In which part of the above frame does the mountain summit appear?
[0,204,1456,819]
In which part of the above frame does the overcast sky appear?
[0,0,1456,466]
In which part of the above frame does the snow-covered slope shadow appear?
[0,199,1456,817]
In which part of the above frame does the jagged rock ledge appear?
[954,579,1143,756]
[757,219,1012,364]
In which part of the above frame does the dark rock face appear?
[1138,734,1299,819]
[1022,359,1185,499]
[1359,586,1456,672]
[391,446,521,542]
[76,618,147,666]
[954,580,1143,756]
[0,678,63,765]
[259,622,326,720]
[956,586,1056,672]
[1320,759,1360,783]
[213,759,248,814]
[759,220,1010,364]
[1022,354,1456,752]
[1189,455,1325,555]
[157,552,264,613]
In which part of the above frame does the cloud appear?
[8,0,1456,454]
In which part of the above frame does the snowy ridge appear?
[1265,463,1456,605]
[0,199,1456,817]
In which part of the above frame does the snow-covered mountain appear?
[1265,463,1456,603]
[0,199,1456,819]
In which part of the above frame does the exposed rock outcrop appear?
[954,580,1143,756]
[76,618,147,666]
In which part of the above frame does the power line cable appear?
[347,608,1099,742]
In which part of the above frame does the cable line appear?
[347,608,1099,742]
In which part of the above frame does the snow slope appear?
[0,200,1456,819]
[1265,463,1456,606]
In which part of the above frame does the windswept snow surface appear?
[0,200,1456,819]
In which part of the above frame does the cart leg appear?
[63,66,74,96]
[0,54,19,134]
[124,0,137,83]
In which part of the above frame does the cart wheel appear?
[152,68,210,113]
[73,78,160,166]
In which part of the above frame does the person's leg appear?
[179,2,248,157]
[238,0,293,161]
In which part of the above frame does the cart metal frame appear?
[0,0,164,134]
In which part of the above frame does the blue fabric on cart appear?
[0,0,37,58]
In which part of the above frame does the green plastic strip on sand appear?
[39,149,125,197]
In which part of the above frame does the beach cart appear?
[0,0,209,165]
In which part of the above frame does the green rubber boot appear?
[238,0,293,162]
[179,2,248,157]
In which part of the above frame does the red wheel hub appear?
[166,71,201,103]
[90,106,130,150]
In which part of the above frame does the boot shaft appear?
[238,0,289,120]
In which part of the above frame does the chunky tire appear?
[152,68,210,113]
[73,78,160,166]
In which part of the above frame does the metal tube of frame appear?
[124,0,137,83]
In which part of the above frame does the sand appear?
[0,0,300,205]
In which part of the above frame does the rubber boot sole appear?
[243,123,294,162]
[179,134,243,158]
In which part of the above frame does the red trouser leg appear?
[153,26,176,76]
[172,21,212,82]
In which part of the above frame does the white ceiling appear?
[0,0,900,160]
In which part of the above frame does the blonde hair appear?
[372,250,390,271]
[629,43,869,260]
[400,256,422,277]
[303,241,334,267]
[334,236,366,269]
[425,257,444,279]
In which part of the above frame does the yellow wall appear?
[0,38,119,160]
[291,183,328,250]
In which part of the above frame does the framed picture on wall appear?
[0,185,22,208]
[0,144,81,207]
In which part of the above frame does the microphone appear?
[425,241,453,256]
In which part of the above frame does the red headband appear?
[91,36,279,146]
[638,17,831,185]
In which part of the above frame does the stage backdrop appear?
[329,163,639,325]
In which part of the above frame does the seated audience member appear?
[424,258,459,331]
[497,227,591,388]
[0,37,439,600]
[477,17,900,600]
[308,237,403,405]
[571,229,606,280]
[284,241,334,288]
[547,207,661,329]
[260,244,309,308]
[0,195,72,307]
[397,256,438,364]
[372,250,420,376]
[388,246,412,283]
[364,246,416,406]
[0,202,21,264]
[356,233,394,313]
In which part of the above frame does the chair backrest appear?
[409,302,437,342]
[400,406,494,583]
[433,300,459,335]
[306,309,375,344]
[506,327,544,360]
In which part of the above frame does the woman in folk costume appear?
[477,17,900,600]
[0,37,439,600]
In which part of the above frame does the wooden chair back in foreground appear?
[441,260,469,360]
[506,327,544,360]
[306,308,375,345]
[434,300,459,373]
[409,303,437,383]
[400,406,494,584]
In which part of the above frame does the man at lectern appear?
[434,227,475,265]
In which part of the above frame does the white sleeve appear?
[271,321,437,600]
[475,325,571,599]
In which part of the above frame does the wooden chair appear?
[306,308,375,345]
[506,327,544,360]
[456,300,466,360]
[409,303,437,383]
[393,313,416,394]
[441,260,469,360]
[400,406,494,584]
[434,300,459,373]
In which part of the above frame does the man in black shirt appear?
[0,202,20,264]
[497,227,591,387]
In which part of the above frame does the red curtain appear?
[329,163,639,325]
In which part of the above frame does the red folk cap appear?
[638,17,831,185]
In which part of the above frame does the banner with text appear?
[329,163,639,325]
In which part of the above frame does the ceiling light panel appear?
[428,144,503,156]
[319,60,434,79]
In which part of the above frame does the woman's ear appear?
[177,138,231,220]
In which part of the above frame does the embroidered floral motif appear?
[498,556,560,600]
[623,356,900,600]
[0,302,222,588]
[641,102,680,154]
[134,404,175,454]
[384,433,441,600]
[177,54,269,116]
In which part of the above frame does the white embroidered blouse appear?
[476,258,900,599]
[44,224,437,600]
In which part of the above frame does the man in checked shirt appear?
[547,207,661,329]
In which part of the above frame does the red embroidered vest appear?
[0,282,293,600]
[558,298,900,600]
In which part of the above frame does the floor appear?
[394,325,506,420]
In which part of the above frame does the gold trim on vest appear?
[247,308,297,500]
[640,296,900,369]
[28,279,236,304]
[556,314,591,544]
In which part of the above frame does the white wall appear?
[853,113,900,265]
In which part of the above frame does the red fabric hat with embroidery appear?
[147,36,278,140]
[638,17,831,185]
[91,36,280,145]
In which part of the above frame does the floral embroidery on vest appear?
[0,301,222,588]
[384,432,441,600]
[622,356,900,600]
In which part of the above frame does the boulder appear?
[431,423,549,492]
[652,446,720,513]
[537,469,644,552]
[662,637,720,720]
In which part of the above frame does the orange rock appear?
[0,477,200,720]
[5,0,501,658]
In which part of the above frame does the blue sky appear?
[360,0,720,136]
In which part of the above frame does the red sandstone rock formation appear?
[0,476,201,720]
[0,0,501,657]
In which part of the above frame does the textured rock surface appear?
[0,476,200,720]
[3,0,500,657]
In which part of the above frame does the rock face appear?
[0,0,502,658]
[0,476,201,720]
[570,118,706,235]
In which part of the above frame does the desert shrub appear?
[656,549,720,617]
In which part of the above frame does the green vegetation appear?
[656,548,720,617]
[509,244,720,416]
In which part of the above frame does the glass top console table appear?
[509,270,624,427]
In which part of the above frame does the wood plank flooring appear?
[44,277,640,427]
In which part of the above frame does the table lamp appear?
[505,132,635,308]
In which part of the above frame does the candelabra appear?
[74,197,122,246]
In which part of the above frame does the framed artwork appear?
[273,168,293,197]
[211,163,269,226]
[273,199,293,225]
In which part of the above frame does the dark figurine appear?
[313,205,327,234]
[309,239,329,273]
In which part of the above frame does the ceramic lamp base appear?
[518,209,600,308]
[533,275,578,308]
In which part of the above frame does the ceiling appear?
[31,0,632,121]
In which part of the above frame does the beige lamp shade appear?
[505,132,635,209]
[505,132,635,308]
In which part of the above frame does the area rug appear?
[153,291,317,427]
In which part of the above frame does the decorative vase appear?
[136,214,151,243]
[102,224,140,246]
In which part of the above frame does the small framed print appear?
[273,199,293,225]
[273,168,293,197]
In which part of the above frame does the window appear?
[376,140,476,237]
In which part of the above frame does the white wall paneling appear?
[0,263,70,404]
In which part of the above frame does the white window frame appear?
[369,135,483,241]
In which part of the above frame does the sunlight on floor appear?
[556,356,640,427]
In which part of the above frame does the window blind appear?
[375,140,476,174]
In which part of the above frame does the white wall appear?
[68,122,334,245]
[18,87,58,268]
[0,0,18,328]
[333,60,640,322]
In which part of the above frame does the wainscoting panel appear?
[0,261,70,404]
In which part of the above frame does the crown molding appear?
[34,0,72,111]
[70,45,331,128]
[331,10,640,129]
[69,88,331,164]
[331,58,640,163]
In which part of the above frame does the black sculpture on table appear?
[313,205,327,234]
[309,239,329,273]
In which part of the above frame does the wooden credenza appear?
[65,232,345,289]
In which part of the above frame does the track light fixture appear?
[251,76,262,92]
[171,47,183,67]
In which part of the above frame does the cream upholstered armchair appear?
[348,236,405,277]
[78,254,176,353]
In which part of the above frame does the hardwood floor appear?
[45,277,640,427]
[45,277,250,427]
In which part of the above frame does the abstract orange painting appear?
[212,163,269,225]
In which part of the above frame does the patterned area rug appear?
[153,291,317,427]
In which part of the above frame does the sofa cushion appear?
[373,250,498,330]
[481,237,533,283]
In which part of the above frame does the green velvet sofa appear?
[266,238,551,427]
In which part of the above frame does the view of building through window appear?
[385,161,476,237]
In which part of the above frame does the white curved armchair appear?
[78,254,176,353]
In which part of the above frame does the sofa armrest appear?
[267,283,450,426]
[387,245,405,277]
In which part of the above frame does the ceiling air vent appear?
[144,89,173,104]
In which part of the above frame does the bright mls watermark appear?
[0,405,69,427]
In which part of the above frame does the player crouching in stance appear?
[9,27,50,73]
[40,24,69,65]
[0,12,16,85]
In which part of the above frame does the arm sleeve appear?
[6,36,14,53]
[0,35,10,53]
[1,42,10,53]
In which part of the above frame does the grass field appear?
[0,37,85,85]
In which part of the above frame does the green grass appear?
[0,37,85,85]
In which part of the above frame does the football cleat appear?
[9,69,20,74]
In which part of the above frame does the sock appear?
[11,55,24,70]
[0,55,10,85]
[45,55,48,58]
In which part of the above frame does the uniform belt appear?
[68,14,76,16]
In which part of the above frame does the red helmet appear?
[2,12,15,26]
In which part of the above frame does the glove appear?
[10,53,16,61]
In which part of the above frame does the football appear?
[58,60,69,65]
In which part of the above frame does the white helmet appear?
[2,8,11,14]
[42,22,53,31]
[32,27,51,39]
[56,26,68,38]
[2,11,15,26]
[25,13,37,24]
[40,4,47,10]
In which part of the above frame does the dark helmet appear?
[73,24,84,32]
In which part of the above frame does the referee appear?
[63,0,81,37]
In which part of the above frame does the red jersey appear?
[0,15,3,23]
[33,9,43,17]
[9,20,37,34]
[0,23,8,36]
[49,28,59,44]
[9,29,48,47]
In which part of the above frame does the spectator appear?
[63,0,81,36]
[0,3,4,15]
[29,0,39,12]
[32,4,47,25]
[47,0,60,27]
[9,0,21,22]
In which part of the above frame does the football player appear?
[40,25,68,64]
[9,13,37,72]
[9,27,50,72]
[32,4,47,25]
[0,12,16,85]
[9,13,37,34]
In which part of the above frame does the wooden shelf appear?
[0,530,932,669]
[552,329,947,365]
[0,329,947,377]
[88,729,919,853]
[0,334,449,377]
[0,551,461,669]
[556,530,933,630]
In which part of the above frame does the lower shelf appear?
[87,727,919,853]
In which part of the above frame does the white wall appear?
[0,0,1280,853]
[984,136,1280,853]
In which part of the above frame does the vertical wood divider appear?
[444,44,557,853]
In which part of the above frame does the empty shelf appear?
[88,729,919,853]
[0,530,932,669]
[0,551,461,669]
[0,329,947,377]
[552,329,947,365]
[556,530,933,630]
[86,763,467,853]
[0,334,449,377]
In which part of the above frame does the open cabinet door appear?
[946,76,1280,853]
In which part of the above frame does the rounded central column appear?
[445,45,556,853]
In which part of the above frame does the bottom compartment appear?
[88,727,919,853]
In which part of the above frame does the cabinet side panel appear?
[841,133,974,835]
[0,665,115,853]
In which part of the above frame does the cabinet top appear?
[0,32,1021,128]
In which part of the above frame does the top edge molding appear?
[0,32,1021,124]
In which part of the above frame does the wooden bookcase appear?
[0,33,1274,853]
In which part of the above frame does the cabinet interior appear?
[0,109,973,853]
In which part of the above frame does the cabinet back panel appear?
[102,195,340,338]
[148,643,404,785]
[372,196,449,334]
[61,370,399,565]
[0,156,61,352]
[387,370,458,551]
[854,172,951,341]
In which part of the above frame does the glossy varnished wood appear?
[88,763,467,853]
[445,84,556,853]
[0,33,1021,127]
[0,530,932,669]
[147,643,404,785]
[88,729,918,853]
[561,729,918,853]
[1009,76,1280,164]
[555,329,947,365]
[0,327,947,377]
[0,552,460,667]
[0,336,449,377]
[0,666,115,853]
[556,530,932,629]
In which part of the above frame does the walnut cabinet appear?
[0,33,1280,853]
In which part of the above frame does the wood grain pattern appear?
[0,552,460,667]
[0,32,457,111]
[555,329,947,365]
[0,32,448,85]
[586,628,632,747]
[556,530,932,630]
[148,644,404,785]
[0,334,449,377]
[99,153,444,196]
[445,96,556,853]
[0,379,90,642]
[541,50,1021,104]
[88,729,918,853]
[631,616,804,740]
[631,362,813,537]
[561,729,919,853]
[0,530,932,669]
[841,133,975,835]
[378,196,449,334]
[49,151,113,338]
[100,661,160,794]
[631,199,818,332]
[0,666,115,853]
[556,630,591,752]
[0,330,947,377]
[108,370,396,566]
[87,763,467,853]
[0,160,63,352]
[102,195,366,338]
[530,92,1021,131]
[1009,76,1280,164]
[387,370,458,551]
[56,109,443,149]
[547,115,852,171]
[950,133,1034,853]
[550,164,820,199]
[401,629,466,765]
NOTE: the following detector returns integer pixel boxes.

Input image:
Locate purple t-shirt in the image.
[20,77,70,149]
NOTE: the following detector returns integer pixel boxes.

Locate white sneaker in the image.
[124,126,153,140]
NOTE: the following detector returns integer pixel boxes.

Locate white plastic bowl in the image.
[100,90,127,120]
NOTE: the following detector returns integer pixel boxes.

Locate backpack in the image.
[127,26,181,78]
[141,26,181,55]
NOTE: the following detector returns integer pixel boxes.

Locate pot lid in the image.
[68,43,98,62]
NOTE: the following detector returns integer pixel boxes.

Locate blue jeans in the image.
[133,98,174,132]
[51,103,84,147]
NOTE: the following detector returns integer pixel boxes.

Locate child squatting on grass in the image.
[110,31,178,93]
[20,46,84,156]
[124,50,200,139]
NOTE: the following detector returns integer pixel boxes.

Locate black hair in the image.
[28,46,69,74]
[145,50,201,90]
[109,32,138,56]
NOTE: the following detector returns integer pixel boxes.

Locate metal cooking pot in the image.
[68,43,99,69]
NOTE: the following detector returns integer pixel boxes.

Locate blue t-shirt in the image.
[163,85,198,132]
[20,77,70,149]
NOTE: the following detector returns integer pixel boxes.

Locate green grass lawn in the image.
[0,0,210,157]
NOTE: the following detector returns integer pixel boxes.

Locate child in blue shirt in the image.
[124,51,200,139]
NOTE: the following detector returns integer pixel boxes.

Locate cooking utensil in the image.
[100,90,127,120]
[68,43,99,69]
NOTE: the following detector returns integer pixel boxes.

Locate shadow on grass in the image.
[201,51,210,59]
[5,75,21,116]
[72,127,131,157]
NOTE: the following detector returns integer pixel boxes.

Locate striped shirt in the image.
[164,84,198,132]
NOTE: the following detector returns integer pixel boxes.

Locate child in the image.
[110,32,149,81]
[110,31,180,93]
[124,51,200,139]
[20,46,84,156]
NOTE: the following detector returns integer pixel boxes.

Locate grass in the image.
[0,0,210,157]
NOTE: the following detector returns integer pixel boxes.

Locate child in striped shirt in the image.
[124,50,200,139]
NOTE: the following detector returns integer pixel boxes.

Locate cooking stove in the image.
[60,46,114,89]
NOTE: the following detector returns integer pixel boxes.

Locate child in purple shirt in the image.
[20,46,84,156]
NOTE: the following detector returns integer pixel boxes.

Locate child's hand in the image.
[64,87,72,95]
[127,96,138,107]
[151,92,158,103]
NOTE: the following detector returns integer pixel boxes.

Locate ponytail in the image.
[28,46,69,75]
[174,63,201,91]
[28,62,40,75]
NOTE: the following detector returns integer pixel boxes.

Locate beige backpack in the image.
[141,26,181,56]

------

» **What is asked**: Edit the data from its first line through the line containing "[757,219,1012,364]", both included, by changing "overcast sky" to "cloudy sky" and leaving everything else as it is.

» **Correct answer**:
In which part of the above frame does the mountain summit appear?
[0,204,1456,819]
In which part of the above frame does the cloudy sky appear?
[0,0,1456,466]
In which part of the above frame does the snow-covered slope shadow appear?
[0,199,1456,817]
In which part of the above frame does the jagged rock ledge appear?
[954,579,1143,756]
[757,219,1012,364]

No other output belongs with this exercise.